◆ REQUIREMENT ◆
In the listing below, take the portion that opens with the line containing "Question. For each instance of the tile" and continues through the end of the listing. Render it as a numbered list, omitting any blank lines.

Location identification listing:
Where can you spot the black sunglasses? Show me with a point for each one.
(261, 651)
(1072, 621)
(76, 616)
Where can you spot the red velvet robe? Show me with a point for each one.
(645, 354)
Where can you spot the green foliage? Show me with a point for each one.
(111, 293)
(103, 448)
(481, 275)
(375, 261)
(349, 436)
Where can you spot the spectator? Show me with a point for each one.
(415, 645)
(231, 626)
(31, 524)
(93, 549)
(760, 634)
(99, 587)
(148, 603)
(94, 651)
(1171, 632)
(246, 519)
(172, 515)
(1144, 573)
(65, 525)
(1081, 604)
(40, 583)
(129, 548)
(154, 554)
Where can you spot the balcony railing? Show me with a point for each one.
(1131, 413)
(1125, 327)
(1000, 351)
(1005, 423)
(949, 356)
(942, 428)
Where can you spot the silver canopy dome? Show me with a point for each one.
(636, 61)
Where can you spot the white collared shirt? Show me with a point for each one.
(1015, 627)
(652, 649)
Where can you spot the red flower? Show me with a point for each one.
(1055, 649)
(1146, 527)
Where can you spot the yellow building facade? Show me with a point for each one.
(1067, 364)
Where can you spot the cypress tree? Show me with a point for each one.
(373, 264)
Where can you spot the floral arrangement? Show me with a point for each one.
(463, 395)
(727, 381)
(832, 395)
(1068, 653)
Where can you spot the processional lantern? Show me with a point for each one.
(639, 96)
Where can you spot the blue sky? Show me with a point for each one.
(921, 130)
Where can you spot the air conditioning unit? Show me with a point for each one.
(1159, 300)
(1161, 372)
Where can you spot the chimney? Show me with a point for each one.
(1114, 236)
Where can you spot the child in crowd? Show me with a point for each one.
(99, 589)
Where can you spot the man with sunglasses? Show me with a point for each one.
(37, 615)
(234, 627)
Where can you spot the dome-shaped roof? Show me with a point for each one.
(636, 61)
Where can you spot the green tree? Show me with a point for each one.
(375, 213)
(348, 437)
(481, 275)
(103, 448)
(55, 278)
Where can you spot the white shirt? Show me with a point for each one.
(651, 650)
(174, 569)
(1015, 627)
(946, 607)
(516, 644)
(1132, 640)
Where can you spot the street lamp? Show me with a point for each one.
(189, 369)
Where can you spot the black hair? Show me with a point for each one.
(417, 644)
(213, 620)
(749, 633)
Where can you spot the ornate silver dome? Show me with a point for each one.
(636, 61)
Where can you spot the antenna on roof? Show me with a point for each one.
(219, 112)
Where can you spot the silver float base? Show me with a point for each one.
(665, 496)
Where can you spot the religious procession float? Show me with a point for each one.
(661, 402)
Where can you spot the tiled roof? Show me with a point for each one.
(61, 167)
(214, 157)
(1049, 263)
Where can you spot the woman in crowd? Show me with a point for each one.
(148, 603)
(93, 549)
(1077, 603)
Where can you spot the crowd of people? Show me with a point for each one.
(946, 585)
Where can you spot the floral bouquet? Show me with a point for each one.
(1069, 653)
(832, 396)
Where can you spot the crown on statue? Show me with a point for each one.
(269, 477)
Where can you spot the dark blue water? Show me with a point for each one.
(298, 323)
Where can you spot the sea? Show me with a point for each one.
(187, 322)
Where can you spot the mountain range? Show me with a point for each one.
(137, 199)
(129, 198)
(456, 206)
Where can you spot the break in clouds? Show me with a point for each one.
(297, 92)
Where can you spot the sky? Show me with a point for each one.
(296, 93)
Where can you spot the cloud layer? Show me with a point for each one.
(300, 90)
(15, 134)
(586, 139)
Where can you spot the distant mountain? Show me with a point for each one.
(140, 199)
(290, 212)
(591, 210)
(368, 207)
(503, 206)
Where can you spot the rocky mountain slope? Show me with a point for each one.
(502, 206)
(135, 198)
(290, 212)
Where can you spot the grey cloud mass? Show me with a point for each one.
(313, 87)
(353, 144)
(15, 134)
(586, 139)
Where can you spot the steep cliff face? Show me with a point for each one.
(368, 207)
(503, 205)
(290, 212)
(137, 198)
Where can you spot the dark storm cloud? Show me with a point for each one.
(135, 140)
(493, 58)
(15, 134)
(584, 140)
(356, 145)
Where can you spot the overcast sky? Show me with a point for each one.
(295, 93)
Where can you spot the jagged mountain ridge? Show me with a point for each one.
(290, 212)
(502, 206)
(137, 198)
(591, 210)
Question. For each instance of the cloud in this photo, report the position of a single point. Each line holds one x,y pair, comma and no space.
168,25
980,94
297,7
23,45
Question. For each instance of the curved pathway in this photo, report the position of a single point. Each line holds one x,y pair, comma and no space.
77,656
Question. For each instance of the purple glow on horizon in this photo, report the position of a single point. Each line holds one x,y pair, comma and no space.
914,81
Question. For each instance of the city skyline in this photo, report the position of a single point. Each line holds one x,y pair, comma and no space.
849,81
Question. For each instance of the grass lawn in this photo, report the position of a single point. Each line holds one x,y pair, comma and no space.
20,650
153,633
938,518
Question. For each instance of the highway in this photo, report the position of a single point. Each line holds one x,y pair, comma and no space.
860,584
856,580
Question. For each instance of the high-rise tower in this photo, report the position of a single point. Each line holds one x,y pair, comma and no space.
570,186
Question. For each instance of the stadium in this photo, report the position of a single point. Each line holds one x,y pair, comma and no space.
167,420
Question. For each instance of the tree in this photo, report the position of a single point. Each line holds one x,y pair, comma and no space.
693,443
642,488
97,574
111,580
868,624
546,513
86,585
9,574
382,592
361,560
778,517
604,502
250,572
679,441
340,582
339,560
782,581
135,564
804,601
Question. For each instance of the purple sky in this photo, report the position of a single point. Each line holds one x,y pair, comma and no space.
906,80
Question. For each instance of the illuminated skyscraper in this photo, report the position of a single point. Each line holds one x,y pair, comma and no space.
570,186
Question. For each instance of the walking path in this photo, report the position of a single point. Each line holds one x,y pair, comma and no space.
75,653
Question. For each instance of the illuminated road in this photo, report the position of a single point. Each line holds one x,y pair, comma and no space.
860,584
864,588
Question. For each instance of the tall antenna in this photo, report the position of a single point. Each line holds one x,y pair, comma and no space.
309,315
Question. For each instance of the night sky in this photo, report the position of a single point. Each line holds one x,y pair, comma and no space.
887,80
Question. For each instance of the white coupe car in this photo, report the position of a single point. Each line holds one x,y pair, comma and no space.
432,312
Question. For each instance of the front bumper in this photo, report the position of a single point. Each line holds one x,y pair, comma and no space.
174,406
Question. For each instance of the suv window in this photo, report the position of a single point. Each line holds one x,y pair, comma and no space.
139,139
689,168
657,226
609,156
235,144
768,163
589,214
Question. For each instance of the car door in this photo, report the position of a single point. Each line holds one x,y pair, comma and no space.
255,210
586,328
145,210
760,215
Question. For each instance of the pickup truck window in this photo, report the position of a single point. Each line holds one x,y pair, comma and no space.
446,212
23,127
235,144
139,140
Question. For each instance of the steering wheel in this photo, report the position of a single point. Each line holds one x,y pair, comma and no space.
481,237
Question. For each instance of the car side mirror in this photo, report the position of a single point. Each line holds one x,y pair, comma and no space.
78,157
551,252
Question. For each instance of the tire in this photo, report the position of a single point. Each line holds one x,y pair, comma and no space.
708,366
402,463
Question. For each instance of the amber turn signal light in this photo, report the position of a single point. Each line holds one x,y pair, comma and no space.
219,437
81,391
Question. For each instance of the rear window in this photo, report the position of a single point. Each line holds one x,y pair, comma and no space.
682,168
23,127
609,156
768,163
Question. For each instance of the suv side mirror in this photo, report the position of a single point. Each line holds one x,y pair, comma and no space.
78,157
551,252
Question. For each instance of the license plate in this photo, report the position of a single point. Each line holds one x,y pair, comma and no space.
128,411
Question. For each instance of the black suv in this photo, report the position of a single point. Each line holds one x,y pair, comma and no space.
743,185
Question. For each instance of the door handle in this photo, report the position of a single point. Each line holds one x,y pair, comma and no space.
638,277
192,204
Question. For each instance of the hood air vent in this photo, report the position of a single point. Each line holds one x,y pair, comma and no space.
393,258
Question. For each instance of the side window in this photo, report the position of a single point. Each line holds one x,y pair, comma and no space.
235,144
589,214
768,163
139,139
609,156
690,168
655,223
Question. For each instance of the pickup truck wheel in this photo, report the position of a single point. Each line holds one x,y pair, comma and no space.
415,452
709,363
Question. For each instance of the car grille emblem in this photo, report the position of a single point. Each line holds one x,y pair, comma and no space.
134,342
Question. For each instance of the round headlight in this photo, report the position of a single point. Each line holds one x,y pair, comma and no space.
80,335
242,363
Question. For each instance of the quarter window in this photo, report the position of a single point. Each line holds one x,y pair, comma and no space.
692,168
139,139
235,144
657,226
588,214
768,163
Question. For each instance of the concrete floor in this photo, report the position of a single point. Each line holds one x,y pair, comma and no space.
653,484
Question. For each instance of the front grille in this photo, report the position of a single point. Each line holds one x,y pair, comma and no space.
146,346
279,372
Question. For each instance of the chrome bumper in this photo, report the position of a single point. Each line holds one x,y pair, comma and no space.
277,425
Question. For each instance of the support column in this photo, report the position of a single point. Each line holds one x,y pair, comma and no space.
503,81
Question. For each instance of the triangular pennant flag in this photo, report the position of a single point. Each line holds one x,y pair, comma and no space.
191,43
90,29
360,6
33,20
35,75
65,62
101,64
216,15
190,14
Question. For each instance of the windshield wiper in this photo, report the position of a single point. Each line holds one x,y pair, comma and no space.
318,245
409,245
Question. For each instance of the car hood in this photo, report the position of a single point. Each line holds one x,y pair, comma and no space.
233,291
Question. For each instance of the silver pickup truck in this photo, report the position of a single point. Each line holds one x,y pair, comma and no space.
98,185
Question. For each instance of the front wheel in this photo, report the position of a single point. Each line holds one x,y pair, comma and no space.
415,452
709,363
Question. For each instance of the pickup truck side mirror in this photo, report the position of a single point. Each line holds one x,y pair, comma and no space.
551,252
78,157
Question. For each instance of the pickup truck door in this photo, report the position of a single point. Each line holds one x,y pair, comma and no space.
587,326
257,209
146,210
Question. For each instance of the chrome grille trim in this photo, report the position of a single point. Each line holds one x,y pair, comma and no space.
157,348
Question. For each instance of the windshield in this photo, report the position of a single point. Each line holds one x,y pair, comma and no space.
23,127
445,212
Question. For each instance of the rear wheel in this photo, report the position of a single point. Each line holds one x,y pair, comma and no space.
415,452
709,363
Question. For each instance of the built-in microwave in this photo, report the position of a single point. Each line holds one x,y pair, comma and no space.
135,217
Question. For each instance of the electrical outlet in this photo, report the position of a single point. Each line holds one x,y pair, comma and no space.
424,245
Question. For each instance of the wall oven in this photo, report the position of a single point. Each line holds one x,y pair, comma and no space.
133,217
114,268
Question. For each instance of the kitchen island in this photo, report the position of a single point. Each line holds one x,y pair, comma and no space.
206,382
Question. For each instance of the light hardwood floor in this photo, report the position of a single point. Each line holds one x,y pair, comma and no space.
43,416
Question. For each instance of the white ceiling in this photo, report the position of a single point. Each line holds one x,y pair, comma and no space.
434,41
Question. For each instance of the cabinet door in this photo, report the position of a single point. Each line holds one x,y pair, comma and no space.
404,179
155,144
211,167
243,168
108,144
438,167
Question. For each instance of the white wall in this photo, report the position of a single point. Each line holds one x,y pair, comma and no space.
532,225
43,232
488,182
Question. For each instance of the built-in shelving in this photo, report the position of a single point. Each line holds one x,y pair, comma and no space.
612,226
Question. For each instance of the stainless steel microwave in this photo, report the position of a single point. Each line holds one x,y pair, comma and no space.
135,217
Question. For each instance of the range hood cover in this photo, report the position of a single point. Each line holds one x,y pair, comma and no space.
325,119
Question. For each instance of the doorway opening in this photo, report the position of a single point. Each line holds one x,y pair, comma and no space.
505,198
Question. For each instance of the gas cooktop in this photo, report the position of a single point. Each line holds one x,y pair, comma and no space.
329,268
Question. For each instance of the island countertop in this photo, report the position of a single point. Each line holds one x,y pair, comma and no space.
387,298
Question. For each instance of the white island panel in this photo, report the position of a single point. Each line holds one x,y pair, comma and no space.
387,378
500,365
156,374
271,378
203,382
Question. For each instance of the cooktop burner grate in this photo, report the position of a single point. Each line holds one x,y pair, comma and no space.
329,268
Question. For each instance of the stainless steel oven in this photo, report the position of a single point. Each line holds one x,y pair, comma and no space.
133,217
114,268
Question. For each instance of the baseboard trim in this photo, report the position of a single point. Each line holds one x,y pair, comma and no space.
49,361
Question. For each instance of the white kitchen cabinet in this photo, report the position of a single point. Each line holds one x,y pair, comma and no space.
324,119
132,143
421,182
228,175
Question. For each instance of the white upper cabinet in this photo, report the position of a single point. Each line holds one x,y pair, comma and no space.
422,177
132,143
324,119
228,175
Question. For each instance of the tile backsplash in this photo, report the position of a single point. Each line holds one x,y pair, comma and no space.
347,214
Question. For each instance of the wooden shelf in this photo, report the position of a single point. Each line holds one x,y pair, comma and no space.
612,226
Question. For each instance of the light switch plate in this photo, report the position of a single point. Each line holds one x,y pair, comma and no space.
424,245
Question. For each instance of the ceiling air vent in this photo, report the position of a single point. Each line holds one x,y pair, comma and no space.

◆ TASK RESPONSE ◆
1. Question. For each instance of the tile backsplash in this photo, report the position of a single point. Each line holds one x,y pair, comma and no space.
2. 347,214
3. Question. For each instance of the wooden shelf in this photo, report the position of a single point. Each line holds one x,y pair, comma and no space.
4. 612,226
5. Question. For each instance of the light switch plate in this photo, report the position of a single point. Each line holds one x,y pair, comma and no space.
6. 424,245
7. Question. For each instance of the ceiling air vent in this photo, report the position of a single point. Each line holds one x,y pair, comma and no space.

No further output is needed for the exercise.